# [Work to complete]
Pull out every line in the entries below that contains the string "negative", matching case exactly.

# [Data in this exercise]
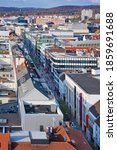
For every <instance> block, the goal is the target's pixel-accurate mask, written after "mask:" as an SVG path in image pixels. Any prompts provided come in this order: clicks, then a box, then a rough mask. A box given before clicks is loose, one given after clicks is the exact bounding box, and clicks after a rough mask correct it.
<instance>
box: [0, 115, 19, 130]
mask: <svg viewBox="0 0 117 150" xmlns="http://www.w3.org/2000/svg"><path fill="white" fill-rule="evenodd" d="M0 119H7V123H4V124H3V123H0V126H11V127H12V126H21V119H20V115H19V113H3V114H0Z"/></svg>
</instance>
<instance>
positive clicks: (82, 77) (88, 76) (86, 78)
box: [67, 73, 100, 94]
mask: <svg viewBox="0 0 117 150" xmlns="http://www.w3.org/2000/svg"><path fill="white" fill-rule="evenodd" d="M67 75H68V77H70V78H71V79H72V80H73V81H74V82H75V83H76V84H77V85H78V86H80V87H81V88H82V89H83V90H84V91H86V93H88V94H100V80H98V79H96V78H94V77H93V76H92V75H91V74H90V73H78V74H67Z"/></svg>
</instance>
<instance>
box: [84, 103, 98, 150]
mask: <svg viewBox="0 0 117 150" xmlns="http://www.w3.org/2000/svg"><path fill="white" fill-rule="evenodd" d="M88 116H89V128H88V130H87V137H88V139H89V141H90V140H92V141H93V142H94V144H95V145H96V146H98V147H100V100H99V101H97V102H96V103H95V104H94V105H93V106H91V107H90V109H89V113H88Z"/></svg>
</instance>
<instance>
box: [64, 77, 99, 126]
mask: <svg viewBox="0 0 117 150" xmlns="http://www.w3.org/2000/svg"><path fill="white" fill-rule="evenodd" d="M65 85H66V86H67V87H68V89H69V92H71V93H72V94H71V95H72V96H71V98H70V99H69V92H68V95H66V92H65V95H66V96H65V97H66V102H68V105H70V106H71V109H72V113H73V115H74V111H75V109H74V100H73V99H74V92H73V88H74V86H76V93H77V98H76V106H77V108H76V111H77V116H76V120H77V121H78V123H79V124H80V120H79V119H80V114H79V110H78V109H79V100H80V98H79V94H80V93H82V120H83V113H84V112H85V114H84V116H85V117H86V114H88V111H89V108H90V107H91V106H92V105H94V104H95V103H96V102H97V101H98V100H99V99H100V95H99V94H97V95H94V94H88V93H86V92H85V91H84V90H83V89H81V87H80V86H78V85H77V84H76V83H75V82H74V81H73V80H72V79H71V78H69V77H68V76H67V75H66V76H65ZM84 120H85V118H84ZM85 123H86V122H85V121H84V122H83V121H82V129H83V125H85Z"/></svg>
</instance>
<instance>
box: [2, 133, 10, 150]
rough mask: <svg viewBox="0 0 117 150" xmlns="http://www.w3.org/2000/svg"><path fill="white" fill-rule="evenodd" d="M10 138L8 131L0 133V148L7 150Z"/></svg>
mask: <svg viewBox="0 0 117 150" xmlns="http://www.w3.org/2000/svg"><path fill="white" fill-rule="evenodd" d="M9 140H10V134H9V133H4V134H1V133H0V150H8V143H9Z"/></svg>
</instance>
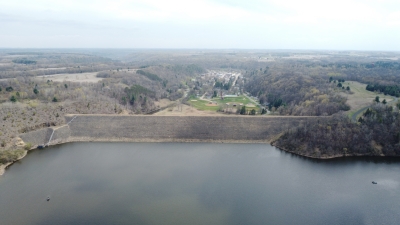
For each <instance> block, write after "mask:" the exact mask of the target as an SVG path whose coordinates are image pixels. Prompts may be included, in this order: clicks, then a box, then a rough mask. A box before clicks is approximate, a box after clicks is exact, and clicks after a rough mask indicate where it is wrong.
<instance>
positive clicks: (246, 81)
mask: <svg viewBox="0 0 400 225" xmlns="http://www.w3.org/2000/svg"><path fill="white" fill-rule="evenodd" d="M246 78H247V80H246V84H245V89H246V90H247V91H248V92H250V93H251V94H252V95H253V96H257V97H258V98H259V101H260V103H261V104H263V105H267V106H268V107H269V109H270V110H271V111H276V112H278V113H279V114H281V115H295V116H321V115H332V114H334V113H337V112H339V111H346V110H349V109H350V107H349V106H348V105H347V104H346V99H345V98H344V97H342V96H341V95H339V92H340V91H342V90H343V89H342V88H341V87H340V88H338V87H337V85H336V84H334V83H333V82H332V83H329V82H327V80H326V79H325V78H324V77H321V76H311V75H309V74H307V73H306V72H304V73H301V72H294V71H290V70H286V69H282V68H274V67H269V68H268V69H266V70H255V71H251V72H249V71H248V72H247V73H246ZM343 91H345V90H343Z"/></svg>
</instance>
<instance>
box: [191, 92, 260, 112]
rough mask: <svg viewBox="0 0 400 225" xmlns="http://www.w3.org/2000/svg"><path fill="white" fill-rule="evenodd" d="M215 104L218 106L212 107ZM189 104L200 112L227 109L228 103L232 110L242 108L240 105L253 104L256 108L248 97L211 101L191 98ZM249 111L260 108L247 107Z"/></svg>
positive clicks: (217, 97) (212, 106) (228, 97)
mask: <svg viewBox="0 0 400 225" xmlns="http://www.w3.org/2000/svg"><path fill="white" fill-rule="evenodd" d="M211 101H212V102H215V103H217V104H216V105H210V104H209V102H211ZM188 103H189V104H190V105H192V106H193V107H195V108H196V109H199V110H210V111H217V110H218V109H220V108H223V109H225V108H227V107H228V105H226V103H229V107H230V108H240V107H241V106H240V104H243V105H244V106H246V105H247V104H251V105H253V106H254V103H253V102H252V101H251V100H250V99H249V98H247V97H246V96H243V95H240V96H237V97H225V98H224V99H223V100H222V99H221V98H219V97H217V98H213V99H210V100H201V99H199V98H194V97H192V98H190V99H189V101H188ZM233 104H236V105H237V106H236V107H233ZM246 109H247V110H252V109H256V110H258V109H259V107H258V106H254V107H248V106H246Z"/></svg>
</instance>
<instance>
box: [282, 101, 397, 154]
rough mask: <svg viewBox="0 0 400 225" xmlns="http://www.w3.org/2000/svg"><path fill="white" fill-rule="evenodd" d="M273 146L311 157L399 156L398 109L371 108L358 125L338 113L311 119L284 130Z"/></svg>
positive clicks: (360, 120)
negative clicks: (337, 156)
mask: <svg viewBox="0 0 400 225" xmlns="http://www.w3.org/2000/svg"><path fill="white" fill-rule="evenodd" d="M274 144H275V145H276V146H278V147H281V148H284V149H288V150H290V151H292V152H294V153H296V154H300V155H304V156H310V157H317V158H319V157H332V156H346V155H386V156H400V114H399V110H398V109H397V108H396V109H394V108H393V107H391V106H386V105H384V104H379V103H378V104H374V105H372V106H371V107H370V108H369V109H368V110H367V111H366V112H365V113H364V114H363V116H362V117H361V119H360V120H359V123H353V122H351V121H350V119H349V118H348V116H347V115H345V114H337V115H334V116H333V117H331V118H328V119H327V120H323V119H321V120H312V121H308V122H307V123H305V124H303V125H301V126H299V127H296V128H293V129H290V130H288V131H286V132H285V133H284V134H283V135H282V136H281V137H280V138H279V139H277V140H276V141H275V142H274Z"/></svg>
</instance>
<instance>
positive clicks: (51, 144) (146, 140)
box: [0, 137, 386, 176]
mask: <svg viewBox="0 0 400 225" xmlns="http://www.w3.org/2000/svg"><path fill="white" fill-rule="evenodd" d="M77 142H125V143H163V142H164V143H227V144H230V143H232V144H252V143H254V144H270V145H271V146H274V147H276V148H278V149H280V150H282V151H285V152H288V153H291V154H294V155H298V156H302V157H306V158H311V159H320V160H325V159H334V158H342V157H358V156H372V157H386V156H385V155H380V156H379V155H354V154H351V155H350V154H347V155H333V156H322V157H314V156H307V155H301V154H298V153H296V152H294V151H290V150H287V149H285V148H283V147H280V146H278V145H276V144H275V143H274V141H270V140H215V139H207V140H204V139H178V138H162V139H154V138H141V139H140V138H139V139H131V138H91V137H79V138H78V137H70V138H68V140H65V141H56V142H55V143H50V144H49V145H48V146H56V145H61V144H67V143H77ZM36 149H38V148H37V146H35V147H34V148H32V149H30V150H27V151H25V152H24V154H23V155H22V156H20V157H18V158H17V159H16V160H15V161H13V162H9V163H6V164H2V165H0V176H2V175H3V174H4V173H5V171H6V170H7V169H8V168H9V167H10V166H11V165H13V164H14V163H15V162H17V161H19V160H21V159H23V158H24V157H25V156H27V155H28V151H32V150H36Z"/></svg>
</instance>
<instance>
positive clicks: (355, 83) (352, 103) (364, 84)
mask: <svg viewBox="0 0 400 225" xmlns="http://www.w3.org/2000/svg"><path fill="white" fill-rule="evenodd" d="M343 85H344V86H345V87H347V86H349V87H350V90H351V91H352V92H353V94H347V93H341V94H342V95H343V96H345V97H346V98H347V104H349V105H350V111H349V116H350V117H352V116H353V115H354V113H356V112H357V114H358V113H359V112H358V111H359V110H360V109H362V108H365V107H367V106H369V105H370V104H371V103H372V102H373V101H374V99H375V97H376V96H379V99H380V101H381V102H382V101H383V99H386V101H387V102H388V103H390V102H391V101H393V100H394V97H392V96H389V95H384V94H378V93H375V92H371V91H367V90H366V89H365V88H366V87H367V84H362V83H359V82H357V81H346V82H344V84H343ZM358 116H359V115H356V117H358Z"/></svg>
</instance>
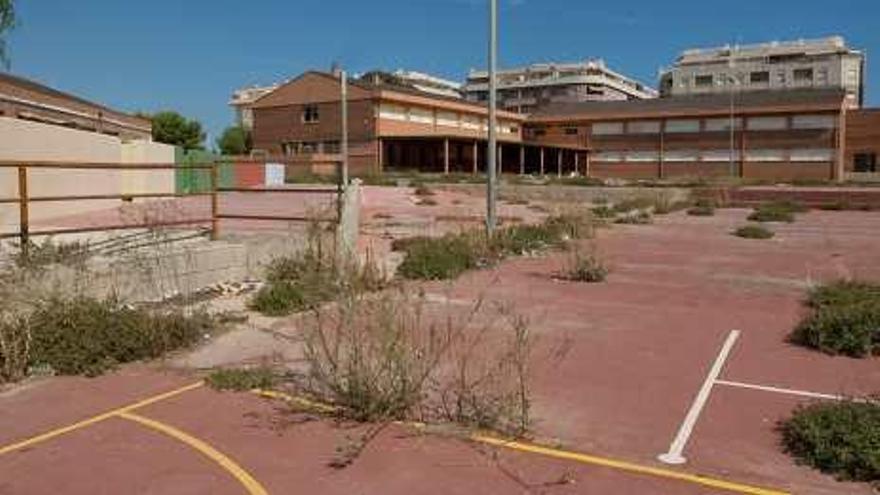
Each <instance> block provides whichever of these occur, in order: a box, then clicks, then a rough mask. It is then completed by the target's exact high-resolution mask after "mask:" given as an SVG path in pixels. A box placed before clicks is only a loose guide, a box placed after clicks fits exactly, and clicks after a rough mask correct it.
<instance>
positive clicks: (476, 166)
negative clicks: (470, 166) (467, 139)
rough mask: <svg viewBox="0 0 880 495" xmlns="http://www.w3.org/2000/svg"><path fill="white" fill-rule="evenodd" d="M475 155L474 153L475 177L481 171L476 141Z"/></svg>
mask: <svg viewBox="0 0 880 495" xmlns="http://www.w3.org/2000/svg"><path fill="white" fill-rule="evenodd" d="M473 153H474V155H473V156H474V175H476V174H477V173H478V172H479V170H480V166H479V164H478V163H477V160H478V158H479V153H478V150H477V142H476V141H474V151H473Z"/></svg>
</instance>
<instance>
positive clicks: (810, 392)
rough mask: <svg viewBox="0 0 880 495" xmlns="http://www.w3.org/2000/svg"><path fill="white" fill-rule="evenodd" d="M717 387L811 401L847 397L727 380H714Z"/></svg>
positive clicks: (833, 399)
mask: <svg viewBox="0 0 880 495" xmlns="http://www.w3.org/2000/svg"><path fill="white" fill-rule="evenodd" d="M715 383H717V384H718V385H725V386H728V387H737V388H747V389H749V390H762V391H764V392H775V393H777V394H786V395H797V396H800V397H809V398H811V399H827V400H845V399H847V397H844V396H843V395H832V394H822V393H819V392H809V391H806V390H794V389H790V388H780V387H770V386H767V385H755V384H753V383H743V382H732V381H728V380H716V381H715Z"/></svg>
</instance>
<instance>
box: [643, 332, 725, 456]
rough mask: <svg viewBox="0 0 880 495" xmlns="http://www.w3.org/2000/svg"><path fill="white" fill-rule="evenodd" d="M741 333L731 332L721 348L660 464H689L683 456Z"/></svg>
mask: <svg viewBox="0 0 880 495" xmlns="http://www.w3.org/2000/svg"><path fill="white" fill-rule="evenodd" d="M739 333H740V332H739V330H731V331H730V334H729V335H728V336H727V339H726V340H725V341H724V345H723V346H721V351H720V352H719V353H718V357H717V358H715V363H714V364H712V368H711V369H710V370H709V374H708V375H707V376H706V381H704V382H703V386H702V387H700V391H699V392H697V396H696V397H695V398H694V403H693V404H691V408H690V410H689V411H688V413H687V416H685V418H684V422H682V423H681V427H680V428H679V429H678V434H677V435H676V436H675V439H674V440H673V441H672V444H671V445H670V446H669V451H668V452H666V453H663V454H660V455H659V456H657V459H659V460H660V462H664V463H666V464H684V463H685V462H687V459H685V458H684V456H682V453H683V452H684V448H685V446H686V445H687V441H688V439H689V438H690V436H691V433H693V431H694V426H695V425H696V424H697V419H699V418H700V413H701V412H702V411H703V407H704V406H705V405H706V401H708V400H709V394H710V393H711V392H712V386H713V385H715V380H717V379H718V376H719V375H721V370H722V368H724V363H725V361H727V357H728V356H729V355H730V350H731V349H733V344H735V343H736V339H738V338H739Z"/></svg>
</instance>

# [Written answer]
negative clicks: (337, 156)
negative clicks: (470, 166) (467, 139)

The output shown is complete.